- _Work to complete_: Make an exact copy of the records, with the images left out.

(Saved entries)

++++++++++++++++++++

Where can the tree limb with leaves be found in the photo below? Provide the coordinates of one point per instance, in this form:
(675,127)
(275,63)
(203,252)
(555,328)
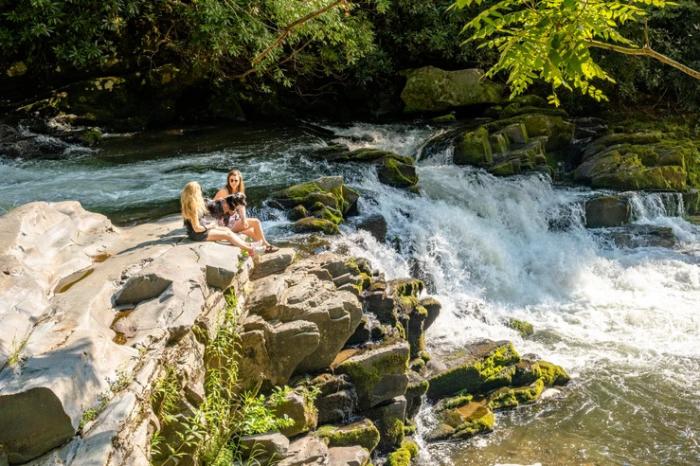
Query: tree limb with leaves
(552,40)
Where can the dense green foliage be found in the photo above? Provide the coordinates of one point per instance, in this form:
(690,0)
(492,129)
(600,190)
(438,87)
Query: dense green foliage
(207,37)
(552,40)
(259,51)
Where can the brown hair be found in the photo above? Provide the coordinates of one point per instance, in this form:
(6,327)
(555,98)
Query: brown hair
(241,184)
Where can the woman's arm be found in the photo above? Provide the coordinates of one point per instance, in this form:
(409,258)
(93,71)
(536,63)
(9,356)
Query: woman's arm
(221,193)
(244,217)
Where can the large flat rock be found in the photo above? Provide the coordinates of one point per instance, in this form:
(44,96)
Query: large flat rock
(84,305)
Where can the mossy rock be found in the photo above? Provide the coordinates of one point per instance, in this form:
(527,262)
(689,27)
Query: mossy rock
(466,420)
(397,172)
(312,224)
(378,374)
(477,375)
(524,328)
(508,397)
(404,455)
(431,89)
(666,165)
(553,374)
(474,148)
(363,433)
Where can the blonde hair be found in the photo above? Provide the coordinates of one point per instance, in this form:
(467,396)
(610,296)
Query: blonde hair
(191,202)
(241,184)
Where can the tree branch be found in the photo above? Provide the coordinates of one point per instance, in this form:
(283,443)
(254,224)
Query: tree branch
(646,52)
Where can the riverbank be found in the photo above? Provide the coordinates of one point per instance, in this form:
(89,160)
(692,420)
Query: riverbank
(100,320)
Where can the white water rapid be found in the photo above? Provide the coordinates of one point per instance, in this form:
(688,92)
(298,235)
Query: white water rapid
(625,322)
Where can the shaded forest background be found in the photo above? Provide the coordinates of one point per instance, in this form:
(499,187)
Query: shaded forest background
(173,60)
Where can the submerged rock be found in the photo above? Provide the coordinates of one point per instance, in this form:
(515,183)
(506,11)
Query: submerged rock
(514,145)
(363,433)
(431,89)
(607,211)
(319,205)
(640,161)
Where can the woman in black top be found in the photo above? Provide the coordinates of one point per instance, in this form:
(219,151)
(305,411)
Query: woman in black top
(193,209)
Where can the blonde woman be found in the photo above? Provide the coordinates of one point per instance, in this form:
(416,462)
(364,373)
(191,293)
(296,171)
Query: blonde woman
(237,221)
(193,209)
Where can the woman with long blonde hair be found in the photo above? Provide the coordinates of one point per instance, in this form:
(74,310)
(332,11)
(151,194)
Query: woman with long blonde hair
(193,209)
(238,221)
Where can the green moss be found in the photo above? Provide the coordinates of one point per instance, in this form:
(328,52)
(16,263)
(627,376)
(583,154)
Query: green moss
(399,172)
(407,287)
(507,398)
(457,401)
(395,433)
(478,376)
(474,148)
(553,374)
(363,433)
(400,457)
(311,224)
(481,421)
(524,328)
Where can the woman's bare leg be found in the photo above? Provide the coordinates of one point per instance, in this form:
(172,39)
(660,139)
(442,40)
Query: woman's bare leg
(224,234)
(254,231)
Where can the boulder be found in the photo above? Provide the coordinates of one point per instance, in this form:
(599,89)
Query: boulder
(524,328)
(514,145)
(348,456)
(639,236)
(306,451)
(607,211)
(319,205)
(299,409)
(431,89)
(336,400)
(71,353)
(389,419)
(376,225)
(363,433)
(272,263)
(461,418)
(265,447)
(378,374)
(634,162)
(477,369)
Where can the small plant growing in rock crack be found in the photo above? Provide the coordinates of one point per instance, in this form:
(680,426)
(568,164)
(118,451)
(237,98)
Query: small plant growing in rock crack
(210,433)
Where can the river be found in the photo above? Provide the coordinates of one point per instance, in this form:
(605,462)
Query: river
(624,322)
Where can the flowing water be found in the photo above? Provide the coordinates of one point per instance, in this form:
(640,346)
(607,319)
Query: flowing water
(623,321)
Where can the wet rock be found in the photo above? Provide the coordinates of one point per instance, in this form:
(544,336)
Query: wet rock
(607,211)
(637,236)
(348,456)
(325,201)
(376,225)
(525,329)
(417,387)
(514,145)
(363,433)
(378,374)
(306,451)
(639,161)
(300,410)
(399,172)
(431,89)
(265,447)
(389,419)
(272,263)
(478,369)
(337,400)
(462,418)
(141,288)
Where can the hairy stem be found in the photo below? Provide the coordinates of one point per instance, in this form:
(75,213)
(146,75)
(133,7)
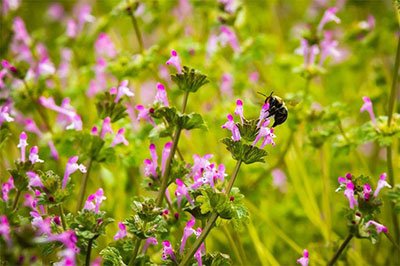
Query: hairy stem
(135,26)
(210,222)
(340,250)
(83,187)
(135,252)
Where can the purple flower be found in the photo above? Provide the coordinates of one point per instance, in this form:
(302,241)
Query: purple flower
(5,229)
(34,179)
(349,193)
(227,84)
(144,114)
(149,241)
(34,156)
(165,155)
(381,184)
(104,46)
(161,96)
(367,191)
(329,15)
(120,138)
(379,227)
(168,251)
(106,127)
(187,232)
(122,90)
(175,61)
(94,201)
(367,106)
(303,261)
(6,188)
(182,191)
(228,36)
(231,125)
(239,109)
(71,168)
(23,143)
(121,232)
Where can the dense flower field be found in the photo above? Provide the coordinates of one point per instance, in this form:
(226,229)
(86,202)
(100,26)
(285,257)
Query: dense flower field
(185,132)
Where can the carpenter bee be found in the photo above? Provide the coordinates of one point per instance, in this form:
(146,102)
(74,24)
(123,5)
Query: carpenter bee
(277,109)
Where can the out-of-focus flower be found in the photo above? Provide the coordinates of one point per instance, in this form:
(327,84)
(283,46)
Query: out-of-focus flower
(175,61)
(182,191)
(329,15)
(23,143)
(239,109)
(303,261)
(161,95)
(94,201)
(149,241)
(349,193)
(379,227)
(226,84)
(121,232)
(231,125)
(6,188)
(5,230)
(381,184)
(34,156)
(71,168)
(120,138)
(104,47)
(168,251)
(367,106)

++++++++++++++++++++

- _Answer box_:
Where can the tree limb with leaves be found in the photo below? Provide the coordinates of one point per instance, in this form:
(675,127)
(275,63)
(203,252)
(555,328)
Query: tree limb with leaves
(552,40)
Where can the dense green foliage be found in the photo above? Provide the coordinates of one point per instance, in this form:
(690,0)
(492,129)
(600,190)
(438,87)
Query: dense green foliage
(207,37)
(552,40)
(259,51)
Where can the brown hair be found in the photo above? Provide the coordinates of one point per instance, in this form:
(6,327)
(555,98)
Query: brown hair
(241,184)
Where can the woman's arm be found in the photo above? Provide the coordinates of one point per instance, in this form:
(409,258)
(93,71)
(536,63)
(9,356)
Query: woman's arm
(221,193)
(244,217)
Where can the large flat rock be found in the photo above? Provide the coordinates of one point per instance, in this form:
(44,96)
Query: large flat rock
(84,305)
Where can the mossy rock be found in the photo above? Provide the coordinates of one point per instance, in this form:
(527,262)
(689,27)
Query: mossy rock
(466,420)
(397,172)
(312,224)
(378,374)
(477,375)
(524,328)
(508,397)
(404,455)
(431,89)
(666,165)
(553,374)
(474,148)
(363,433)
Where can the blonde hair be found in the photo above? Provide the coordinates of one point per instance, in this form:
(467,396)
(610,296)
Query: blonde hair
(191,202)
(241,184)
Where can the tree branch be found in the photo above? Provide the coordinates of one point per instance, in this form:
(283,443)
(254,224)
Query: tree branch
(646,52)
Where can the riverbank be found in the photo above? Provide the coordinates of one point per instance, in this form:
(89,160)
(692,420)
Query: riverbank
(100,320)
Where can the white water rapid be found in the photo above? Provide the coordinates of one point per instance, in this form:
(688,92)
(298,235)
Query: white water rapid
(625,322)
Where can the shaded forest background be found in the photo above? Provide the coordinates of one point per instance, in this form:
(499,187)
Query: shaded forest background
(173,60)
Where can the submerged rock be found in the photo above? Provide the coordinates of one point per instance, in this form:
(515,183)
(506,11)
Query: submerged rock
(514,145)
(363,433)
(431,89)
(607,211)
(319,205)
(640,161)
Where can the woman in black top be found in the photo above? Provide the coordinates of one point per instance, in this form:
(219,151)
(305,411)
Query: woman in black top
(193,209)
Where can the blonde woman be found in the photo above? Provide the coordinates of one point per instance, in this form:
(416,462)
(364,373)
(191,293)
(296,171)
Query: blonde woman
(237,221)
(193,209)
Where can the woman with long blonde hair be found in the photo above? Provide the coordinates of one point per instance, in this form:
(74,310)
(332,11)
(151,194)
Query: woman with long blonde hair
(193,209)
(238,221)
Where can the green moss be found in the photo above? Provide the coordinates of one point per instance, in this form:
(328,52)
(16,263)
(627,376)
(583,154)
Query: green moss
(399,172)
(407,287)
(507,398)
(457,401)
(395,433)
(478,376)
(474,148)
(553,374)
(363,433)
(400,457)
(311,224)
(481,421)
(524,328)
Where can the woman's bare leg be found in the photo above? Provide the coordinates of one point per instance, in this form:
(172,39)
(660,139)
(442,40)
Query: woman's bare leg
(224,234)
(254,231)
Where can the boulder be found in the photo above? Provide the coordinates of one point per instance, in this form:
(599,89)
Query: boulder
(524,328)
(514,145)
(348,456)
(639,236)
(306,451)
(607,211)
(319,205)
(299,409)
(431,89)
(336,400)
(71,353)
(389,419)
(376,225)
(363,433)
(272,263)
(461,418)
(265,447)
(378,374)
(634,162)
(477,369)
Where can the small plant growing in rock crack be found in the photo above? Provide the coordinates of one point per instance, in this form:
(680,426)
(568,164)
(118,451)
(237,98)
Query: small plant growing in rock crack
(210,433)
Where can the river be found in the photo above? Provide the coordinates of one point per instance, in this form:
(605,462)
Query: river
(624,322)
Where can the flowing water be found in the photo above? Provide the coordinates of one point per instance, in this form:
(640,346)
(607,319)
Query: flowing water
(623,321)
Where can the wet rock be found in the photo above? Provide the coordinates of one point per instance, in this form:
(544,336)
Query: wet rock
(607,211)
(637,236)
(348,456)
(325,201)
(376,225)
(525,329)
(417,387)
(514,145)
(363,433)
(378,374)
(306,451)
(639,161)
(300,410)
(399,172)
(431,89)
(265,447)
(389,419)
(272,263)
(478,369)
(337,400)
(462,418)
(141,288)
Where can the hairy stem be found in the photo below? Provide the coordinates of one point per instance, in this form:
(75,213)
(146,75)
(133,7)
Query: hairy stem
(135,26)
(210,222)
(340,250)
(83,187)
(135,252)
Where can the purple flower be found in the photo above? Provide the coordinates of one point per instance, in this form:
(302,241)
Query: purple flower
(5,229)
(34,179)
(349,193)
(227,84)
(144,114)
(149,241)
(34,156)
(165,155)
(381,184)
(104,46)
(161,96)
(367,191)
(329,15)
(120,138)
(379,227)
(168,251)
(106,127)
(187,232)
(122,90)
(175,61)
(94,201)
(367,106)
(303,261)
(6,188)
(182,191)
(228,36)
(231,125)
(239,109)
(71,168)
(23,143)
(121,232)
Where can the dense flower field be found in the photo above? Provide the coordinates of one point per instance, in this form:
(226,229)
(86,202)
(100,26)
(285,257)
Query: dense flower field
(185,132)
Where can the carpenter bee be found in the photo above? Provide the coordinates of one point per instance, in this form:
(146,102)
(74,24)
(123,5)
Query: carpenter bee
(277,109)
Where can the out-of-focus flower be found in the photo above? Provide the coordinates of one point per instance, in this form:
(327,84)
(283,46)
Query: out-of-focus flower
(175,61)
(182,191)
(329,15)
(23,143)
(239,109)
(303,261)
(161,95)
(94,201)
(149,241)
(349,193)
(379,227)
(226,84)
(121,232)
(231,125)
(6,188)
(5,230)
(381,184)
(34,156)
(71,168)
(120,138)
(104,47)
(168,251)
(367,106)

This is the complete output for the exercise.